### EXCERTO DO TEXTO
Porquê? Pouca ambição ou não fazer sombra ao marido?
Não, talvez insegurança e perfeccionismo, duas coisas que estão interligadas. Uma mulher, para se candidatar a um trabalho, irá pensar ‘preciso disto, disto e mais isto’. Em dez critérios, acha que precisa de cumprir os dez e não se candidata se não os cumprir. Um homem, se cumprir dois critérios, diz ‘fantástico, tenho dois, os outros oito aprendo pelo caminho’. A mulher pensa em como vai compatibilizar isso com a sua vida. Um homem nem pensa nisso e diz ‘ainda tenho tempo para ir ao futebol à quarta-feira e ao domingo estar com os amigos’.
Porque é que as mulheres cobram-se tanto a si próprias?
Acho que tem a ver com questões culturais com milhares de anos. Penso às vezes o contrário: como seria o equilíbrio social e da sociedade se nós não fôssemos assim? E para essa [pergunta] ainda não tenho resposta. Há uma certa vantagem em as mulheres ponderarem antes de avançar. Porque se não houvesse alguém preocupado com a unidade familiar isto também colocaria outro tipo de desafios.

### ENTRADAS
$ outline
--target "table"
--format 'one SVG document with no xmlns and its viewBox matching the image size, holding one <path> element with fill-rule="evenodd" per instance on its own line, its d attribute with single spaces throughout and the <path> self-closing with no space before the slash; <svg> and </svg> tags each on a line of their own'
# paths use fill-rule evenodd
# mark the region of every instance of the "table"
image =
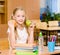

### REQUISITOS DA TAREFA
Transcreva literalmente o trecho da entrevista sobre perfeccionismo feminino que começa em "Porquê? Pouca ambição" e termina em "a si próprias?".

### RESPOSTA ESCRITA
Porquê? Pouca ambição ou não fazer sombra ao marido?
Não, talvez insegurança e perfeccionismo, duas coisas que estão interligadas. Uma mulher, para se candidatar a um trabalho, irá pensar ‘preciso disto, disto e mais isto’. Em dez critérios, acha que precisa de cumprir os dez e não se candidata se não os cumprir. Um homem, se cumprir dois critérios, diz ‘fantástico, tenho dois, os outros oito aprendo pelo caminho’. A mulher pensa em como vai compatibilizar isso com a sua vida. Um homem nem pensa nisso e diz ‘ainda tenho tempo para ir ao futebol à quarta-feira e ao domingo estar com os amigos’.
Porque é que as mulheres cobram-se tanto a si próprias?